/---
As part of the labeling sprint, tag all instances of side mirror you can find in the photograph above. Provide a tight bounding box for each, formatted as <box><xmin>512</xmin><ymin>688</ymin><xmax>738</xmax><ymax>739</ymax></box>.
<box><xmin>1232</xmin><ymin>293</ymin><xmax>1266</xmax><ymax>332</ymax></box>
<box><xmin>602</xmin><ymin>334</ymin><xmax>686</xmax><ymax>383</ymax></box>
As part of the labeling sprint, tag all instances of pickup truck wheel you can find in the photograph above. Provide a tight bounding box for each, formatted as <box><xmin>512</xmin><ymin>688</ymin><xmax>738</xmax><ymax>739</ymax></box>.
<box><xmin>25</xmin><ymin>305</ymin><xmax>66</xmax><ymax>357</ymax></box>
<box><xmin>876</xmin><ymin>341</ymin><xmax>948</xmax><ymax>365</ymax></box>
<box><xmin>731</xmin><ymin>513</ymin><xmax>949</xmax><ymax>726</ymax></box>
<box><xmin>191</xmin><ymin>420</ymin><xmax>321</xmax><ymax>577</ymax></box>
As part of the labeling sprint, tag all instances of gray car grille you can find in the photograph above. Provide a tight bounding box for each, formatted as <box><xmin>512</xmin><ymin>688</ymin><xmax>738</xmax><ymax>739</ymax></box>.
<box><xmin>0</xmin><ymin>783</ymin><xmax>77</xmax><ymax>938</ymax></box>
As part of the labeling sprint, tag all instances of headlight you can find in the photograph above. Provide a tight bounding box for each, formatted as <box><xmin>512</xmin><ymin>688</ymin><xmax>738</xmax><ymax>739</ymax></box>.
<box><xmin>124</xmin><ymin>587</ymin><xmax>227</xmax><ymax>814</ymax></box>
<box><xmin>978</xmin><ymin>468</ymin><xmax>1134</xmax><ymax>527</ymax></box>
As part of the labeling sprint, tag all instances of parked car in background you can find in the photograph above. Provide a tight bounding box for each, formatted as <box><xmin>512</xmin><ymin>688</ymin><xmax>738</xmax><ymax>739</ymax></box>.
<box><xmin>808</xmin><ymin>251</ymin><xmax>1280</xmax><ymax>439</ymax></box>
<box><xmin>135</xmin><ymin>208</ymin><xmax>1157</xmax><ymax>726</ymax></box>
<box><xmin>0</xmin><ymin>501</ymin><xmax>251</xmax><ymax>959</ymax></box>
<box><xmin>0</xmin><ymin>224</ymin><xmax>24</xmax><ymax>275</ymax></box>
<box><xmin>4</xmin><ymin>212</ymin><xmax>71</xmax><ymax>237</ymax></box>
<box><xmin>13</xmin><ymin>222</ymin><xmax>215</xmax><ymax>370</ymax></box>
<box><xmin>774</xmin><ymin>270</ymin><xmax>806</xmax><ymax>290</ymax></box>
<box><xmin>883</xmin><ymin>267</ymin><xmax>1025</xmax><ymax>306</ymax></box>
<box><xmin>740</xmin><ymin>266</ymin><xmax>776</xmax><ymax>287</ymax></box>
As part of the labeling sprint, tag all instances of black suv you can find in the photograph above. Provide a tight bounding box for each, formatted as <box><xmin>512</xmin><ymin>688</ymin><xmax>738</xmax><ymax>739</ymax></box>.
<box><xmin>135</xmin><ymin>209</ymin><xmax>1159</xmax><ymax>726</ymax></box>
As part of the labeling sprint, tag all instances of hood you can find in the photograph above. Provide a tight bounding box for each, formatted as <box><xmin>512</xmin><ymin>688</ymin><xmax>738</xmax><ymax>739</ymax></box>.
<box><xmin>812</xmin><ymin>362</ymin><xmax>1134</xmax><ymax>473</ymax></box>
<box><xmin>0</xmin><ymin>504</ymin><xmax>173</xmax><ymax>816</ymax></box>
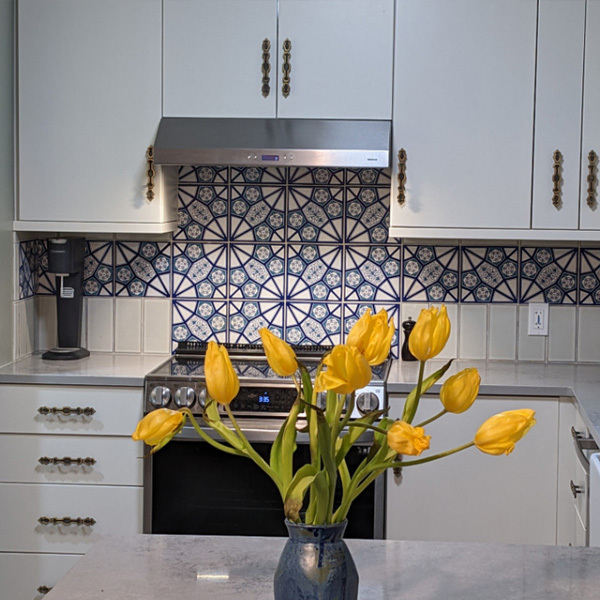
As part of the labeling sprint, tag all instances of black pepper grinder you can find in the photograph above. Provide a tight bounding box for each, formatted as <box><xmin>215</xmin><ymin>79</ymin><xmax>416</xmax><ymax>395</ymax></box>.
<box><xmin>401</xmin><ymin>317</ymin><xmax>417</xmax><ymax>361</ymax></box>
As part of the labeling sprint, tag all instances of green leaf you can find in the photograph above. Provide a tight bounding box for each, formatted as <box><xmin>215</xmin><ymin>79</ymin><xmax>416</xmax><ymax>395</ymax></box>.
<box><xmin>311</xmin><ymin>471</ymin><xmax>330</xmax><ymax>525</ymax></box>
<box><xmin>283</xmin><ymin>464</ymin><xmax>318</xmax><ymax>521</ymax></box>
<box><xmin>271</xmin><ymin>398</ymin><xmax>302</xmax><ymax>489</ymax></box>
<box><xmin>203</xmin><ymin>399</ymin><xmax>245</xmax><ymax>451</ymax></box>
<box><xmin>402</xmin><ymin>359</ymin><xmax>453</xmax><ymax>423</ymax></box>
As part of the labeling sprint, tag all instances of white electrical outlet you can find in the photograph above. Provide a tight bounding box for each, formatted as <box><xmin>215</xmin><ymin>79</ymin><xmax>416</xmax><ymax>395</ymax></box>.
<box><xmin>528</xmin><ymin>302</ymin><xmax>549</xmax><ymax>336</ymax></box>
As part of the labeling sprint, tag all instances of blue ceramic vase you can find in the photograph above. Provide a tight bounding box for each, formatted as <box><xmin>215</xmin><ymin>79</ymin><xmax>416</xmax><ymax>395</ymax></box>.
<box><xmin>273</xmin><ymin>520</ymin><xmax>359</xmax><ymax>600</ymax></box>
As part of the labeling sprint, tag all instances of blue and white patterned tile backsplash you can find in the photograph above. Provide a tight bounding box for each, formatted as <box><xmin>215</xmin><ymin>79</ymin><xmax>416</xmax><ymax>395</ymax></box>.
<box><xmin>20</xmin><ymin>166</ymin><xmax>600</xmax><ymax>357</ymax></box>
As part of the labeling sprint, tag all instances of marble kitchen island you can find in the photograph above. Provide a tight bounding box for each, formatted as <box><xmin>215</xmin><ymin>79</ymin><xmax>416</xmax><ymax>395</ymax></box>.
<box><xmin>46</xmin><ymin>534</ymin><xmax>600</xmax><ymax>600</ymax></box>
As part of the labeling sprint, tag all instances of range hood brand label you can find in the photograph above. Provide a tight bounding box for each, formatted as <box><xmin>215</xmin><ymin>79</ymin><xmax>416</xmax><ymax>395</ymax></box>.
\---
What is needed is an exact copy of the data, with the pictures removed.

__Task solution__.
As part of the labeling sprint, tag all instances of side mirror you can find in the photograph above. Provide a tight bounding box for each, formatted as <box><xmin>512</xmin><ymin>688</ymin><xmax>738</xmax><ymax>739</ymax></box>.
<box><xmin>1232</xmin><ymin>293</ymin><xmax>1266</xmax><ymax>332</ymax></box>
<box><xmin>602</xmin><ymin>334</ymin><xmax>686</xmax><ymax>383</ymax></box>
As part of the labeling sprint, tag all instances of pickup truck wheel you can find in the photograph above. Provide a tight bounding box for each, formatted as <box><xmin>512</xmin><ymin>688</ymin><xmax>738</xmax><ymax>739</ymax></box>.
<box><xmin>25</xmin><ymin>305</ymin><xmax>66</xmax><ymax>357</ymax></box>
<box><xmin>876</xmin><ymin>341</ymin><xmax>948</xmax><ymax>365</ymax></box>
<box><xmin>731</xmin><ymin>513</ymin><xmax>949</xmax><ymax>726</ymax></box>
<box><xmin>191</xmin><ymin>420</ymin><xmax>321</xmax><ymax>577</ymax></box>
As part of the labeling sprint, tag all instances of gray car grille you can find in the photograph above. Provide a tight bounding box for each, formatted as <box><xmin>512</xmin><ymin>688</ymin><xmax>738</xmax><ymax>739</ymax></box>.
<box><xmin>0</xmin><ymin>783</ymin><xmax>77</xmax><ymax>938</ymax></box>
As part of the labeling sprint, tag all instances of headlight you can find in the photograph above. Provide a tight bounding box for each, formatted as <box><xmin>512</xmin><ymin>688</ymin><xmax>738</xmax><ymax>739</ymax></box>.
<box><xmin>124</xmin><ymin>587</ymin><xmax>227</xmax><ymax>814</ymax></box>
<box><xmin>978</xmin><ymin>468</ymin><xmax>1134</xmax><ymax>527</ymax></box>
As part of the labeling sprint, tag all instances of parked car in background you can find in the photograph above. Provide a tight bounding box for each, formatted as <box><xmin>512</xmin><ymin>688</ymin><xmax>738</xmax><ymax>739</ymax></box>.
<box><xmin>808</xmin><ymin>251</ymin><xmax>1280</xmax><ymax>439</ymax></box>
<box><xmin>135</xmin><ymin>208</ymin><xmax>1157</xmax><ymax>726</ymax></box>
<box><xmin>0</xmin><ymin>501</ymin><xmax>251</xmax><ymax>959</ymax></box>
<box><xmin>0</xmin><ymin>224</ymin><xmax>24</xmax><ymax>275</ymax></box>
<box><xmin>4</xmin><ymin>212</ymin><xmax>71</xmax><ymax>237</ymax></box>
<box><xmin>13</xmin><ymin>222</ymin><xmax>215</xmax><ymax>370</ymax></box>
<box><xmin>774</xmin><ymin>270</ymin><xmax>806</xmax><ymax>290</ymax></box>
<box><xmin>883</xmin><ymin>267</ymin><xmax>1025</xmax><ymax>306</ymax></box>
<box><xmin>740</xmin><ymin>266</ymin><xmax>776</xmax><ymax>287</ymax></box>
As part of the labeling sprint, tag all instances of black suv you can find in the photograph above. Provide a tight bounding box for each, formatted as <box><xmin>512</xmin><ymin>688</ymin><xmax>738</xmax><ymax>739</ymax></box>.
<box><xmin>135</xmin><ymin>209</ymin><xmax>1159</xmax><ymax>726</ymax></box>
As part of the labeling sprint, tag all instances of hood you can find in the photograph above. Provide a tight bounding box for each, formatted as <box><xmin>512</xmin><ymin>688</ymin><xmax>738</xmax><ymax>739</ymax></box>.
<box><xmin>812</xmin><ymin>362</ymin><xmax>1134</xmax><ymax>473</ymax></box>
<box><xmin>0</xmin><ymin>504</ymin><xmax>173</xmax><ymax>816</ymax></box>
As part of the labeling sprint, tag all instances of black pepper grinder you can find in the photograph above. Provide a tight bounding box for each, formatted as <box><xmin>215</xmin><ymin>79</ymin><xmax>416</xmax><ymax>395</ymax></box>.
<box><xmin>401</xmin><ymin>317</ymin><xmax>417</xmax><ymax>361</ymax></box>
As part of the labeling sprint, tag all instances of green leaf you can find in the photograph above. Provide a tight bounding box for each, formatted as <box><xmin>215</xmin><ymin>79</ymin><xmax>416</xmax><ymax>395</ymax></box>.
<box><xmin>311</xmin><ymin>471</ymin><xmax>330</xmax><ymax>525</ymax></box>
<box><xmin>283</xmin><ymin>464</ymin><xmax>318</xmax><ymax>521</ymax></box>
<box><xmin>271</xmin><ymin>398</ymin><xmax>302</xmax><ymax>489</ymax></box>
<box><xmin>203</xmin><ymin>399</ymin><xmax>245</xmax><ymax>451</ymax></box>
<box><xmin>402</xmin><ymin>359</ymin><xmax>453</xmax><ymax>423</ymax></box>
As part of the labeling sprint, tag all instances of white electrical outlet you can find in the photograph above. Provide a tight bounding box for each, formatted as <box><xmin>215</xmin><ymin>79</ymin><xmax>416</xmax><ymax>395</ymax></box>.
<box><xmin>528</xmin><ymin>302</ymin><xmax>549</xmax><ymax>336</ymax></box>
As part of the labeling sprint, tag all instances of blue ceramic vase you can find in the photograph above. Provide a tight bounding box for each, formatted as <box><xmin>215</xmin><ymin>79</ymin><xmax>416</xmax><ymax>395</ymax></box>.
<box><xmin>273</xmin><ymin>520</ymin><xmax>359</xmax><ymax>600</ymax></box>
As part of the labeling sprint, tag all instances of blue and white patterned tile backsplash you can find in the photograph above. Provide a tight bounding box for each, formatted as <box><xmin>215</xmin><ymin>79</ymin><xmax>416</xmax><ymax>395</ymax></box>.
<box><xmin>20</xmin><ymin>166</ymin><xmax>600</xmax><ymax>357</ymax></box>
As part of the labeling sprint, tag all instances of marble kitchen island you can find in the photograph above. Provide a tight bounding box for each, formatted as <box><xmin>215</xmin><ymin>79</ymin><xmax>416</xmax><ymax>395</ymax></box>.
<box><xmin>46</xmin><ymin>534</ymin><xmax>600</xmax><ymax>600</ymax></box>
As part of the labeling sprint, tag all instances of range hood brand label you can find in the photograph above. Provide a tight bounding box for each, formatted as <box><xmin>215</xmin><ymin>79</ymin><xmax>416</xmax><ymax>395</ymax></box>.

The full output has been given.